▸ Exercise inputs
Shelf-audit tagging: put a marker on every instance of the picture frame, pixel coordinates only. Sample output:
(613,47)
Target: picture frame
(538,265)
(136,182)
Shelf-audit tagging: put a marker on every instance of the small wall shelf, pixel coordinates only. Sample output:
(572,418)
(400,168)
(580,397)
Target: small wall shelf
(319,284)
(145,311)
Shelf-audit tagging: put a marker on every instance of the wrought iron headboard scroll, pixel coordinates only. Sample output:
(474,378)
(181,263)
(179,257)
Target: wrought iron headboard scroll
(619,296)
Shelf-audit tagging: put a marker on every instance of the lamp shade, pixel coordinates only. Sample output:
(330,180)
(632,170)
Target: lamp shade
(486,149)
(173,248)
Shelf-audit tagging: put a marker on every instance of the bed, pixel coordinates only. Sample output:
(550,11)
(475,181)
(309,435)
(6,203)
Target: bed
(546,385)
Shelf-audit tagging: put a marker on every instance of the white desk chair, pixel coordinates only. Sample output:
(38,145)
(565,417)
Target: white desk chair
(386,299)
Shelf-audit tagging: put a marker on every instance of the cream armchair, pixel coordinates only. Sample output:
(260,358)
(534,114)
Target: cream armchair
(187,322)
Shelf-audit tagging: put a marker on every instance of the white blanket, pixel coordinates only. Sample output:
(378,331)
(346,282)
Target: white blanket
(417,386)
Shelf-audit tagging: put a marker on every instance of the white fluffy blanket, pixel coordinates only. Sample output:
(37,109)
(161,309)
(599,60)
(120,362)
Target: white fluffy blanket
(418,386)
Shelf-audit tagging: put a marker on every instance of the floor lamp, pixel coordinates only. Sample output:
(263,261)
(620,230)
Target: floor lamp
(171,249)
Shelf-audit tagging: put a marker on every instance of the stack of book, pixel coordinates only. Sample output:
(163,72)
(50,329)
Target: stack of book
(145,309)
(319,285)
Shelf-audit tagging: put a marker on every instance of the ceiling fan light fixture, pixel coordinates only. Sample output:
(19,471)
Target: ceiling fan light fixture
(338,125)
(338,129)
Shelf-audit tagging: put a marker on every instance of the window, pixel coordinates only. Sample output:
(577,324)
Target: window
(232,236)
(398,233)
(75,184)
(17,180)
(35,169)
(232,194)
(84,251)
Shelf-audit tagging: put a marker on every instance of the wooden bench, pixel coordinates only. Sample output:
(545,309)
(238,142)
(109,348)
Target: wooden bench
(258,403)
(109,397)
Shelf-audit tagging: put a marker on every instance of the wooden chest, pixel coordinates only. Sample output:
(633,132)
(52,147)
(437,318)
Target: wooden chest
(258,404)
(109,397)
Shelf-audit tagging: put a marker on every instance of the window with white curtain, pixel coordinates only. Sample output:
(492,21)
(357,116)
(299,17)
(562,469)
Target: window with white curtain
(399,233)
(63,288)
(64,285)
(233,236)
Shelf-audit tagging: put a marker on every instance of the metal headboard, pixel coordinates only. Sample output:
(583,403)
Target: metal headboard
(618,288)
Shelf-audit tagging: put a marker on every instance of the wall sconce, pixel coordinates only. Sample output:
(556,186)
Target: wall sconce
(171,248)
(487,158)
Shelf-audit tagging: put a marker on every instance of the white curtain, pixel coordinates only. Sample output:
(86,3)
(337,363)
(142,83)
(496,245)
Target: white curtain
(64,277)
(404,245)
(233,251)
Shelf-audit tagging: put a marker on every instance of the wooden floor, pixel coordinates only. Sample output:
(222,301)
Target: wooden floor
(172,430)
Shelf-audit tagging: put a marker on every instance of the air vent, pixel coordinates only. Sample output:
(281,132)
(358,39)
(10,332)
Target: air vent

▸ Work to be completed
All lines in the material are to be returned exactly.

▸ Task output
Shelf-audit tagging: put a marker on every instance of the picture frame, pixel coordinates only. Sample output:
(613,47)
Target: picture frame
(538,265)
(136,182)
Shelf-audit tagging: put a marker on every instance of the small wall shelf, pixel coordinates only. Sample output:
(572,418)
(400,168)
(580,397)
Target: small wall shelf
(319,284)
(145,311)
Shelf-audit tagging: put a marker on every instance of the wrought iron headboard scroll, pixel coordinates only. Sample output:
(474,378)
(181,263)
(179,257)
Target: wrought iron headboard scroll
(619,296)
Shelf-audit tagging: put a marker on every instance of the lamp shade, pixel coordinates only. Sample output:
(330,180)
(632,170)
Target: lamp shade
(486,149)
(173,248)
Shelf-audit tagging: put a marker on every instance of the bed, pixel coordinates only. Sample output:
(550,11)
(475,181)
(309,435)
(6,203)
Target: bed
(546,385)
Shelf-audit tagging: put a marker on every instance of the white desk chair, pixel coordinates only. Sample output:
(38,145)
(565,417)
Target: white desk chair
(386,299)
Shelf-audit tagging: put a marker on every instance of the cream armchair, pixel coordinates only. Sample output:
(260,358)
(534,114)
Target: cream armchair
(187,322)
Shelf-audit tagging: put a marker on every instance of the white blanket, pixel coordinates only. Sample output:
(378,331)
(346,282)
Target: white blanket
(417,386)
Shelf-audit tagging: put a marker on every instance of the white fluffy blanket, pixel coordinates only. Sample output:
(37,109)
(161,309)
(599,60)
(120,362)
Target: white fluffy blanket
(418,386)
Shelf-audit tagging: put a marker on every instance of the floor lamp, pixel coordinates only. Sample output:
(263,261)
(620,230)
Target: floor lamp
(171,249)
Shelf-audit tagging: put a marker on every instance of the stack of book, pixel coordinates only. Sample output:
(163,72)
(50,329)
Target: stack of book
(145,309)
(319,285)
Shelf-audit tagging: put a marker on every instance of the ceiling fan light fixture, pixel coordinates only. Sample output:
(19,471)
Target: ceiling fan light fixture
(338,125)
(338,129)
Shelf-audit tagging: put a marker on every instance of the window, pixel coordinates only. Sample output:
(577,324)
Target: window
(232,236)
(398,233)
(75,184)
(17,180)
(35,169)
(232,194)
(84,251)
Shelf-audit tagging: put a marker on every instance of the wooden bench, pixel coordinates only. Sample output:
(545,309)
(238,142)
(109,348)
Target: wooden bench
(258,403)
(109,397)
Shelf-audit tagging: put a marker on every instance of the wooden chest, pixel coordinates only. Sample output:
(633,132)
(52,147)
(437,318)
Target: wooden chest
(258,404)
(109,397)
Shelf-audit tagging: put a marker on every instance of the window with white curtain, pixel coordinates only. Sample output:
(492,21)
(357,116)
(299,17)
(562,469)
Target: window with white curtain
(399,233)
(63,288)
(64,285)
(233,236)
Shelf-audit tagging: put a marker on every instance of the metal headboard, pixel coordinates only. Sample output:
(583,403)
Target: metal headboard
(618,288)
Shelf-audit tagging: put a marker on every instance of the wall sconce, pixel coordinates only. Sample output:
(556,186)
Target: wall sconce
(171,248)
(487,158)
Shelf-audit tagging: put a marker on every instance of the white curtain, pixel coordinates only. Sample output:
(86,3)
(337,363)
(142,83)
(496,245)
Target: white curtain
(64,277)
(404,245)
(233,251)
Shelf-audit tagging: put a marker on every instance of the wooden floor, pixel coordinates only. Sample output:
(222,301)
Target: wooden floor
(172,430)
Shelf-audit tagging: put a marker on every instance of the air vent, pixel coordinates only. Sample output:
(281,132)
(358,39)
(10,332)
Target: air vent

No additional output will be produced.